• [Exercise]
Copy out, from the entries below, each line that holds the string "tail".
──────── Task material ────────
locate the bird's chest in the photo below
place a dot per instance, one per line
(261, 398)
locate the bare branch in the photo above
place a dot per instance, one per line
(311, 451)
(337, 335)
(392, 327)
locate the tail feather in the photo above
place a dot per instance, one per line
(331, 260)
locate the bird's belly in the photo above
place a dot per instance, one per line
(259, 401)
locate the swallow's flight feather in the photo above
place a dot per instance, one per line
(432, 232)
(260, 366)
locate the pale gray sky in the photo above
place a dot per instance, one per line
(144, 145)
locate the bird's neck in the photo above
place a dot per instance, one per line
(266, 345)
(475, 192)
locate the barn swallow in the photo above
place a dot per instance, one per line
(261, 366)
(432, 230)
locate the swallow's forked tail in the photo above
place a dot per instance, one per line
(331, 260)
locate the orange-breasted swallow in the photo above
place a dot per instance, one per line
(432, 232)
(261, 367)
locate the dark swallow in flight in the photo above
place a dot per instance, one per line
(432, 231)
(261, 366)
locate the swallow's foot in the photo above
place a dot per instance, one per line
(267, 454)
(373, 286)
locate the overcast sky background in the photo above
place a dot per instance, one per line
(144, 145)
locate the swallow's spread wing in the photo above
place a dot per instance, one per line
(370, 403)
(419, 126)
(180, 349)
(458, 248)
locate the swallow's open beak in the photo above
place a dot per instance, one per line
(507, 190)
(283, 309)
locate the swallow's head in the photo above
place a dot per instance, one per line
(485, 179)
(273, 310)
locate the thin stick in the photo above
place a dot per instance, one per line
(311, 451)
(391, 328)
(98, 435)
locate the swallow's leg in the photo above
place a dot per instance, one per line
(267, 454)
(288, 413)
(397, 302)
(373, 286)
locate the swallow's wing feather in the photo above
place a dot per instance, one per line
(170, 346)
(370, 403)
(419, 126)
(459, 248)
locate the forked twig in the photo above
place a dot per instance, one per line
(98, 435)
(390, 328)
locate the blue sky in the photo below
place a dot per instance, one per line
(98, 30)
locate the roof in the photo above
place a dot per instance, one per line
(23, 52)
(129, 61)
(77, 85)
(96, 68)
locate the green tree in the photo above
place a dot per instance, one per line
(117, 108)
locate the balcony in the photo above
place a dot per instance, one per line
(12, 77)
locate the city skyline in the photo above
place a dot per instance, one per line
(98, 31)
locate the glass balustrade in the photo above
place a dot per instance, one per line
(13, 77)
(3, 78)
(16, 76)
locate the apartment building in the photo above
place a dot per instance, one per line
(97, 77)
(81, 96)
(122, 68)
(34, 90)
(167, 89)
────────
• [Answer to this problem]
locate the tail feather in the photo above
locate the swallow's forked tail in the photo above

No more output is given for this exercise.